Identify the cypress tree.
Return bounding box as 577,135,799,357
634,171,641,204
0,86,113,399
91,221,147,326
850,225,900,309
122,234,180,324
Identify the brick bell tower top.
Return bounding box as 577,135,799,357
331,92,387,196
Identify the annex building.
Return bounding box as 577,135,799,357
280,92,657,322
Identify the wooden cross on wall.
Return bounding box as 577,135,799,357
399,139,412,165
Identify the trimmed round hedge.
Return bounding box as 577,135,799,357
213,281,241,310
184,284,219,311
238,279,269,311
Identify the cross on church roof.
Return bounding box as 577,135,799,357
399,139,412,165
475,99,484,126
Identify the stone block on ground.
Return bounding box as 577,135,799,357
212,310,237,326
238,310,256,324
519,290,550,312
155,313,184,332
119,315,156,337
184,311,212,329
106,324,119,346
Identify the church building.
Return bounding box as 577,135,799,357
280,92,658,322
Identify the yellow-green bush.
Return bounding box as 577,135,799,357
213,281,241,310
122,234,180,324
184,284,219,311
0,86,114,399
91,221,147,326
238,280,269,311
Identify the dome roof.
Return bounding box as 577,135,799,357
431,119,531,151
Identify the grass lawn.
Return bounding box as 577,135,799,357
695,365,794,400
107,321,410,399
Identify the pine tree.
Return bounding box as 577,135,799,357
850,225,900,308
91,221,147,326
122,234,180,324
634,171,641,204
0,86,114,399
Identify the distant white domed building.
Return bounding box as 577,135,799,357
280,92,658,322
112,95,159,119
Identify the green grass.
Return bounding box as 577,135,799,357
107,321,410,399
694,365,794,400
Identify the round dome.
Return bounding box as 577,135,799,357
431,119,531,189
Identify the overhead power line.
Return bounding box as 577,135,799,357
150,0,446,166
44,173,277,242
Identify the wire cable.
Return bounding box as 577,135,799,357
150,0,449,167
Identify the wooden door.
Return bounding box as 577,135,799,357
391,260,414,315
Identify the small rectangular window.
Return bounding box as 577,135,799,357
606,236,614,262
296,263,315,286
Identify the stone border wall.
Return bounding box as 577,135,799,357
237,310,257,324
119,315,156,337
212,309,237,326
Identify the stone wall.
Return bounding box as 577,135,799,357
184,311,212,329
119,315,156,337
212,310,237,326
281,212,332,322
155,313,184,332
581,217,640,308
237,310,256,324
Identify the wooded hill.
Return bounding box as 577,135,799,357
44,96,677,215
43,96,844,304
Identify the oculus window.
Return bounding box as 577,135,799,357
■ ■ ■ ■ ■ ■ ■
What this task involves:
Arrange every line of the listing above as a JSON list of strings, one string per line and no blank lines.

Solution to this exercise:
[
  "Identify the cypress tree.",
  "Return bounding box as 577,135,799,357",
  "634,171,641,204",
  "0,86,113,399",
  "91,221,147,326",
  "850,225,900,309",
  "122,234,180,324",
  "Identify the brick bell tower top.",
  "Return bounding box as 577,135,799,357",
  "331,92,387,196",
  "Identify the annex building.",
  "Return bounding box as 577,135,799,357",
  "280,92,657,322",
  "Identify the wooden cross on wall.",
  "Return bounding box as 577,135,799,357",
  "399,139,412,165",
  "Identify the trimmed round hedge.",
  "Return bounding box as 577,135,799,357",
  "213,281,241,310",
  "184,284,219,311",
  "238,279,269,311",
  "Identify the cross on church roof.",
  "Return bounding box as 577,135,799,357",
  "399,139,412,165",
  "475,99,484,126",
  "Identify the stone block on ground.",
  "Return bounding box as 577,135,799,357",
  "212,310,237,326",
  "238,310,256,324",
  "519,290,550,312",
  "155,313,184,332",
  "119,315,156,337",
  "184,311,212,329",
  "106,324,119,346",
  "Identify the church building.",
  "Return bounding box as 577,135,799,357",
  "280,92,658,322",
  "Identify the yellow-green bush.",
  "Return bounding box as 577,135,799,357",
  "213,281,241,310",
  "122,234,180,324",
  "184,284,219,311",
  "0,86,114,399",
  "91,221,147,326",
  "238,280,269,311",
  "Identify the dome roof.",
  "Return bounding box as 577,135,799,357",
  "431,119,531,151",
  "Identify the grass lawn.",
  "Return bounding box as 577,135,799,357",
  "695,365,794,400",
  "107,321,410,399",
  "Identify the pine tree.",
  "Return bounding box as 577,135,799,357",
  "850,225,900,308",
  "91,221,147,326",
  "122,234,180,324",
  "634,171,641,204",
  "0,86,114,399",
  "Identify the distant white domed building.",
  "Return bounding box as 577,135,799,357",
  "280,92,658,322",
  "112,95,159,119",
  "Identify the green grass.",
  "Return bounding box as 577,135,799,357",
  "107,321,410,399",
  "694,365,794,400",
  "Identify the round dome.",
  "Return bounding box as 577,135,799,357",
  "431,119,531,189",
  "Identify the overhead power line.",
  "Return bounding box as 577,135,799,357",
  "150,0,446,166",
  "44,173,277,242",
  "Identify the wire cable.",
  "Return bounding box as 577,135,799,357",
  "150,0,449,167",
  "Identify the wooden door.",
  "Return bounding box as 577,135,799,357",
  "391,260,414,315",
  "Identify the small rectangular window.",
  "Return bounding box as 577,135,799,357",
  "606,236,614,262",
  "296,263,315,286",
  "Identify the stone border wall.",
  "Return bounding box as 577,135,799,357",
  "237,310,257,324",
  "119,315,156,337",
  "212,309,237,326",
  "Identify the stone wall.",
  "Return bounding box as 577,135,799,357",
  "184,311,212,329",
  "119,315,156,337",
  "212,310,237,326",
  "281,212,332,322",
  "155,313,184,332",
  "581,217,640,308",
  "237,310,256,324",
  "Identify the wooded hill.",
  "Return bounding box as 577,135,799,357",
  "44,96,677,215",
  "43,96,844,304",
  "Identify the oculus window.",
  "Return bounding box as 577,135,799,357"
]